Texto:
Hallar así, de repente a un autor
de cuentos muy breves, siempre resulta ser una tarea agradable. En esta
oportunidad, es Enrique Andersen-Imbert
quien ocupa mi atención. De este prolífico intelectual argentino, nacido en la
ciudad de Córdoba a principios de siglo pasado, 1910 para ser más exacta, es
bastante lo que puede decirse: novelista, cuentista, y muy especialmente,
crítico literario, que hasta hace poco era el terreno en el que más lo conocía.
Sin embargo, leer algunas ficciones breves suyas, ha resultado ser un encuentro
animado por la curiosidad del tema de lo lúdico, lo pérfido y lo maligno en la
conducta humana y en lo que está más allá de la vida terrenal.
Así,
una mañana de recorridos por la Plaza Altamira
en pleno Festival de la Lectura de Chacao, en Caracas, casi tropecé con el
libro Cuentos en miniatura, una antología de este
autor argentino, en el stand de la editorial de una conocida universidad venezolana.
Allí, en una mesa con libros apilados a precio de oferta, estaba puesto, y dispuesto para mí, a la luz de mis ojos
en busca siempre de textos mínimos. De este hallazgo, queda la urgente lectura que
de él empecé a hacer, pese a otros libros que también esperaban ser leídos ya
de regreso a Valencia.
Comparto entonces,
cinco de los varios cuentos mínimos del Anderson-Imbert que no conocía…
EL PACTO
En Amaicha, a fines del siglo
XVI, un fraile joven estaba leyendo en su tienda vidas de santos.
-
¡Quién pudiera ser santo! –exclamó con fervor.
Le fascinaba el misterio de lo que esos santos habrían visto
con sus ojos bañados en gracia. ¡Qué de visiones! ¡Quién pudiera tenerlas!
-
Daría cuanto poseo por ser santo –agregó.
Y oyó la voz astuta:
-
¿También tu alma?
Primero el fraile se asustó, pero en seguida se repuso y
contestó firmemente:
-
También mi alma.
Le relució la faz, fue hombre nuevo; y cuando siguió hacia el
Tucumán los soldados españoles comentaron sorprendidos la repentina disposición
piadosa del fraile.
Pasaron los años.
Fray Bartolomé era puro amor, pura
caridad. Y su presencia comunicaba a todos un estremecimiento de miedo y de
encanto: era patente que, a su alrededor, se movía algo tremendo, enorme,
poderoso.
Siempre había quien, al verlo, murmurara:
-
Es un santo.
Y se contaban entonces, sus sacrificios y milagros.
Cuando murió en la celda de un convento en Lima (dicen que los
pajarillos entonaban en la ventana Gloria in excelsis Deo) el diablo se llevó
su alma.
-
Te he permitido que te asomaras por los postigos y
espiaras de lejos a Dios -dijo el Diablo por el camino-. Ya es hora de que me mires a mí.

Datos de etiquetado de coordenadas:
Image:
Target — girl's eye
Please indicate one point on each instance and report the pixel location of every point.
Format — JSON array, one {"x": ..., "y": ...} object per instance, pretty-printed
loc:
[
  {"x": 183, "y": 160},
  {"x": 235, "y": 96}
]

Conjunto de tareas:
- 1) Según el cuento «El pacto» incluido en el texto, explique por qué el diablo se llevó el alma del fraile al morir este.
- 2) De acuerdo con el texto, ¿en qué ciudad y en qué año nació el autor de los cuentos breves que presenta?
- 3) Transcriba literalmente el fragmento del texto que empieza en las palabras "Le relució la" y termina después de "piadosa del fraile.".

Respuestas del ejercicio:
- 1) El fraile había dicho que daría cuanto poseía por ser santo, y cuando la voz astuta le preguntó «¿También tu alma?», respondió con firmeza «También mi alma». Por ese pacto, a su muerte el diablo se llevó su alma y le dijo que le había permitido espiar de lejos a Dios y que ya era hora de que lo mirara a él.

- 2) En la ciudad de Córdoba, en 1910.

- 3)
Le relució la faz, fue hombre nuevo; y cuando siguió hacia el
Tucumán los soldados españoles comentaron sorprendidos la repentina disposición
piadosa del fraile.